| Provided passage |
Beaumont Health System in Royal Oak, Mich., has joined the helicopter emergency transportation club in Southeast Michigan and Ann Arbor-based University of Michigan Health System has replaced its three aging helicopters.

Earlier this week, Beaumont began to offer its own emergency helicopter ambulance services – Beaumont One – to transport critically ill patients, work with law enforcement agencies and provide additional support for its expanded organ transplant program.

Beaumont has contracted with Phoenix-based PHI Air Medical to offer the helicopter service that will be based at Beaumont Hospital in Royal Oak. The twin-engine EC135 helicopter will transport patients within Michigan and northern Ohio.


"Beaumont One will give residents, referring physicians and law enforcement agencies quicker access to complex medical care and the only level one trauma center in Oakland and Macomb counties," said Patrick Pettengill, M.D., emergency medicine specialist and Beaumont One medical director, in a statement.

The University of Michigan's UM Survival Flight service has leased three new helicopters – maize-and-blue American Eurocopter EC155s – to replace Bell 430 air ambulances that have been in service since 1998. The university will lease the helicopters from Pentastar Aviation, which operates charter aircraft at Oakland County Airport.

UM will use its air ambulances to transport critically ill patients and organs needed for transplantation to Ann Arbor and other locations. The university's 29-year-old air ambulance program is the oldest in Michigan, said UM.

The new helicopters are equipped with advanced equipment and safety features, including the ability to fly in low-visibility conditions. They have nearly 50 percent more cabin space for nurses and patients and an all-glass cockpit. Their range is 500 miles, enabling them to fly as far as Syracuse, N.Y., or Louisville, Ky., without refueling.

While Beaumont has collaborated with area air medical transportation services in the past, Beaumont One will be its first dedicated, full-time flight service based at Beaumont, officials said.

A recent study showed that patients seriously injured and flown by helicopter to a level one or level two trauma center have a 16 percent higher rate of survival at level one centers and 15 percent higher for level two centers.

| Information shown |
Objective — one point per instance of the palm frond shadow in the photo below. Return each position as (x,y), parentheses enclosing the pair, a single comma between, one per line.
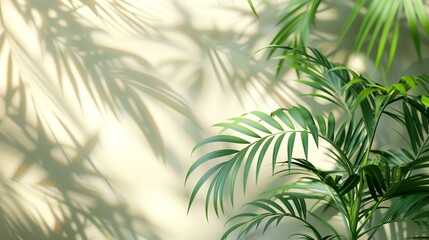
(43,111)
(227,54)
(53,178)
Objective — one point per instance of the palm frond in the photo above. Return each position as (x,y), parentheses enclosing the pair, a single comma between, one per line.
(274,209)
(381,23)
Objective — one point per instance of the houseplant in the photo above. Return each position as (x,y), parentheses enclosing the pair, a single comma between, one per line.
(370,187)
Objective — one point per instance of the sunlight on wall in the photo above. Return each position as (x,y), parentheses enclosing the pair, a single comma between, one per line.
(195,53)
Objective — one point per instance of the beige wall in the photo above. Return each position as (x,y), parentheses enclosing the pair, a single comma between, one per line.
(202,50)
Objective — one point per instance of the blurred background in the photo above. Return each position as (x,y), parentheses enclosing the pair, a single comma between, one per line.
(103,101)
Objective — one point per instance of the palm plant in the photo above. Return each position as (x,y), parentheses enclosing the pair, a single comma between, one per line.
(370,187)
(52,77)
--
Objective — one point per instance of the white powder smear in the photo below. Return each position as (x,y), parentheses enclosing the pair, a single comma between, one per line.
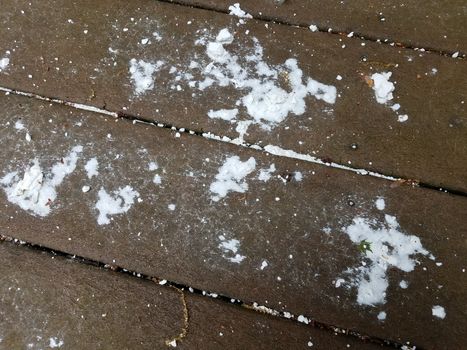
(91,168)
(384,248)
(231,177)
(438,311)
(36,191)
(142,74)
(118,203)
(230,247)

| Work to complete |
Answer from the helicopter article above:
(a) Which company has Beaumont contracted with to provide the Beaumont One service?
(b) What helicopters has UM Survival Flight leased to replace its Bell 430 air ambulances?
(c) What range do the new UM helicopters have?

| Reply |
(a) PHI Air Medical, based in Phoenix.
(b) Three American Eurocopter EC155s.
(c) 500 miles.